Supplied material:
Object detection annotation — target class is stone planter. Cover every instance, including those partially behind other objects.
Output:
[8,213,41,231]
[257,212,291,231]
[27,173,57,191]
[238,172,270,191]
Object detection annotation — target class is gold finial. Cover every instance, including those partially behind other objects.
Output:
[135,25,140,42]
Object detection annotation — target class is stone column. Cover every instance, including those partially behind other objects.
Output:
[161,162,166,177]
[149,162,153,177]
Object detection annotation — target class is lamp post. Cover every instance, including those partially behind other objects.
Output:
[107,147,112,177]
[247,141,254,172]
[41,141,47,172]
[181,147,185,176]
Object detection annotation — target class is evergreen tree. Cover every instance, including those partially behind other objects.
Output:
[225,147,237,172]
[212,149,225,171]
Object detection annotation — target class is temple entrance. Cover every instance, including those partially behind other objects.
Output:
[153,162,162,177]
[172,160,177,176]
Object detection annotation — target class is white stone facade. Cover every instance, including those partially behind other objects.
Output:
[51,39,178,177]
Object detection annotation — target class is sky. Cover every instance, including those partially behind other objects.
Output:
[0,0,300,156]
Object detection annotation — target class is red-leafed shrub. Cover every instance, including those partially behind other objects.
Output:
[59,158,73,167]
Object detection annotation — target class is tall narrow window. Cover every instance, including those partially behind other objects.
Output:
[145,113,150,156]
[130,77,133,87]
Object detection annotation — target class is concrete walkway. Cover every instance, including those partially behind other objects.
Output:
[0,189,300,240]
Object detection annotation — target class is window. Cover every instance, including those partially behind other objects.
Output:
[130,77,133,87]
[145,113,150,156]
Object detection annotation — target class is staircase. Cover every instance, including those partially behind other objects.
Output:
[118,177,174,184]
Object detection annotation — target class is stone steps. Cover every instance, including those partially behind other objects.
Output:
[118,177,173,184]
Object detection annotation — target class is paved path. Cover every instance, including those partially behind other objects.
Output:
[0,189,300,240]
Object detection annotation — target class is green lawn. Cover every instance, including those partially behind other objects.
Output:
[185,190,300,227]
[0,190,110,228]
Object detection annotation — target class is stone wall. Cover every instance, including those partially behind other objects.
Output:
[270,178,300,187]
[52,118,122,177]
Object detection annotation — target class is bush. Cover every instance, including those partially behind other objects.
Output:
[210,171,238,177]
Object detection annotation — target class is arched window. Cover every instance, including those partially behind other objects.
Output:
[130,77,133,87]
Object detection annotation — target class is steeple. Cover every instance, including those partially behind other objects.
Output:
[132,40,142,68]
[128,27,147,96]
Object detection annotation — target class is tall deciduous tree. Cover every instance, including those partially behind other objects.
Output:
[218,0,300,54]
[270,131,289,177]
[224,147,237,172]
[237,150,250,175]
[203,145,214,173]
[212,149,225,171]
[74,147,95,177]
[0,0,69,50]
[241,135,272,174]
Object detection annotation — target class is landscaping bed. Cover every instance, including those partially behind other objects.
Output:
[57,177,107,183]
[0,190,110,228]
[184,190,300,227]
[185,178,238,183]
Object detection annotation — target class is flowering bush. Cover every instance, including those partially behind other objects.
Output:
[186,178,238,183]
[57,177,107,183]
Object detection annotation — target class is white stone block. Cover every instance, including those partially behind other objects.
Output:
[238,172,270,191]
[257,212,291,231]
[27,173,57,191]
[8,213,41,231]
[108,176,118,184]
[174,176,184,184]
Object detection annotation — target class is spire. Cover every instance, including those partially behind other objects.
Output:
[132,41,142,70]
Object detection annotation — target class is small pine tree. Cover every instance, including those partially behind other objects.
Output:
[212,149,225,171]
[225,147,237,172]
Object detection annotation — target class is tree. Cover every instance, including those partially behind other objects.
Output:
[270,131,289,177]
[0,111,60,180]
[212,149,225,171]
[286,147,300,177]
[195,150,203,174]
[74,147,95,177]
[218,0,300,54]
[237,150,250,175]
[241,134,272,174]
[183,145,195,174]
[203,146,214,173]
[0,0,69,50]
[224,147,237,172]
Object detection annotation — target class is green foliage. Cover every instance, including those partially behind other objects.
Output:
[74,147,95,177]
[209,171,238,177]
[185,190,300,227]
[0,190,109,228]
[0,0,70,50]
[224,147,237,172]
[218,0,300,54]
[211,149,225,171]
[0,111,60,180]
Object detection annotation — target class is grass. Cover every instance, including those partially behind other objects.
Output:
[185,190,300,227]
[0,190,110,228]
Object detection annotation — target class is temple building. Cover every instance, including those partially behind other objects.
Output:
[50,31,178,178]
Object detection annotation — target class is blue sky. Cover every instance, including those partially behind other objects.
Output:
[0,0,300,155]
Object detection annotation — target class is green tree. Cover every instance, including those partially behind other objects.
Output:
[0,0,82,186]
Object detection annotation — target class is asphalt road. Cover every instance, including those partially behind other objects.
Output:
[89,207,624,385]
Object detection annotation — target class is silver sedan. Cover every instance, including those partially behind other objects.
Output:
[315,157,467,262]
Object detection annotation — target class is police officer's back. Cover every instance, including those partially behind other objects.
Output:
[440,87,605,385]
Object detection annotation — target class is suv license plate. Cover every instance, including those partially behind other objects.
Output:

Directive: Reproduce all of the records above verbatim, without changing any character.

Output of the exercise:
Object detection annotation — target class is stone planter. Cover every instance, including those partially behind other objects.
Output:
[8,213,41,231]
[257,212,291,231]
[27,173,57,191]
[238,172,270,191]
Object detection annotation — target class is gold finial. Cover every instance, including those partially behind other objects.
Output:
[135,25,140,42]
Object detection annotation — target class is stone column. Cover every instance, including those partially behind other objects.
Output:
[161,162,166,177]
[149,162,153,177]
Object detection annotation — target class is lamp post. Cover every instance, including those partially behind other objects.
Output:
[107,147,112,177]
[247,141,254,172]
[41,141,47,172]
[181,147,185,176]
Object detection annotation — target class is evergreen tree. Cover every instance, including those partially behind other objects.
Output:
[225,147,237,172]
[212,149,225,171]
Object detection annotation — target class is temple entrance. Cover every instance, including those partially behind other objects.
Output:
[153,162,162,177]
[172,160,177,176]
Object detection annotation — target class is white stone facade. Cover every instance, including those partially behind other objects.
Output:
[51,39,178,177]
Object detection annotation — target class is sky. Cover every instance, including those partially behind other objects.
Output:
[0,0,300,156]
Object detection annotation — target class is red-leafed shrub. Cover every instance, including those partially behind other objects.
Output:
[59,158,73,167]
Object detection annotation — target class is tall narrow window. Cover every instance, including those partially behind other objects.
Output:
[145,113,150,156]
[130,77,133,87]
Object detection annotation — target class is concrete walkway. Cover every instance, including those partially behind other objects.
Output:
[0,189,300,240]
Object detection annotation — target class is window. Cover every instance, including those partially behind other objects.
Output:
[130,77,133,87]
[145,113,150,156]
Object detection annotation — target class is staircase. Cover every instance, including those partially behind other objects.
Output:
[118,177,174,184]
Object detection annotation — target class is stone steps. Cover every instance, including those partially behind other objects.
Output:
[118,177,173,184]
Object detection annotation — target class is paved path. Cover every instance, including those partially behind other objects.
Output:
[0,189,300,240]
Object detection annotation — target class is green lawn. Cover every instance, including those partially behind other objects.
Output:
[185,190,300,227]
[0,190,110,228]
Object detection annotation — target class is stone wall. Cover every instance, including those partially behind other objects.
Output:
[270,178,300,187]
[52,118,122,177]
Object detection annotation — target class is bush. Cover every instance, including those partially behind other objects.
Output:
[210,171,238,177]
Object detection annotation — target class is arched window. Cover every instance, including those partially behind other objects.
Output:
[130,77,133,87]
Object detection annotation — target class is steeple. Cover every instance, including those partially behind other objects.
Output:
[132,40,142,68]
[128,27,147,96]
Object detection annotation — target class is tall deciduous tree. Cover every instance, including those partially behind other objects.
Output:
[218,0,300,54]
[270,131,289,177]
[224,147,237,172]
[237,150,250,175]
[203,145,214,173]
[212,149,225,171]
[74,147,95,177]
[0,0,69,50]
[241,135,272,174]
Object detection annotation — target class is landscaping bed. Cover every instance, including those partially behind other objects.
Output:
[57,177,107,183]
[0,190,110,228]
[184,190,300,227]
[185,178,238,183]
Object detection annotation — target class is flowering bush. Cover every instance, including those partially behind other objects.
Output:
[186,178,238,183]
[57,177,107,183]
Object detection annotation — target class is white stone block. Cover every instance, including those partially behind other objects.
Output:
[238,172,270,191]
[257,212,291,231]
[27,173,57,191]
[8,213,41,231]
[108,176,118,184]
[174,176,184,184]
Object detection annotation — target class is spire. Cover every instance, including those partially behind other objects.
Output:
[132,41,142,70]
Object detection annotation — target class is small pine tree. Cover every instance, including those partially behind other objects.
Output:
[212,149,225,171]
[225,147,237,172]
Object detection annotation — target class is tree. Cover every instance, including those partially behind other objects.
Output:
[270,131,289,177]
[0,111,60,180]
[212,149,225,171]
[286,147,300,177]
[195,150,203,174]
[74,147,95,177]
[218,0,300,54]
[237,150,250,175]
[241,134,272,174]
[183,145,195,174]
[203,146,214,173]
[0,0,69,50]
[224,147,237,172]
Object detection annotation — target class is green foliage. Cover every instance, including those partially behind other objects.
Output:
[74,147,95,177]
[209,171,238,177]
[185,190,300,227]
[0,190,109,228]
[0,0,70,50]
[224,147,237,172]
[218,0,300,54]
[211,149,225,171]
[0,111,60,180]
Object detection annotation — target class is grass. Cover every instance, including those partially behind other objects.
Output:
[185,190,300,227]
[0,190,110,228]
Object detection annotation — target class is temple building. Cover every instance, including those partially behind other objects.
Output:
[50,31,178,178]
Object detection annotation — target class is blue sky. Cover every instance, including those partially behind other objects.
Output:
[0,0,300,155]
Object detection annotation — target class is green tree. Cover every instance, including those partially behind other objects.
Output:
[0,0,82,186]
Object detection annotation — target class is asphalt road. Cover every instance, including those partially behind other objects.
Output:
[89,207,624,385]
Object detection annotation — target class is silver sedan. Cover every instance, including those partially behind other objects.
Output:
[315,157,467,262]
Object detection annotation — target class is police officer's back. Cover every instance, including those partially behind other objects.
Output:
[440,87,605,385]
Object detection annotation — target class is suv license plate. Cover every instance, including those partially behind other objects.
Output:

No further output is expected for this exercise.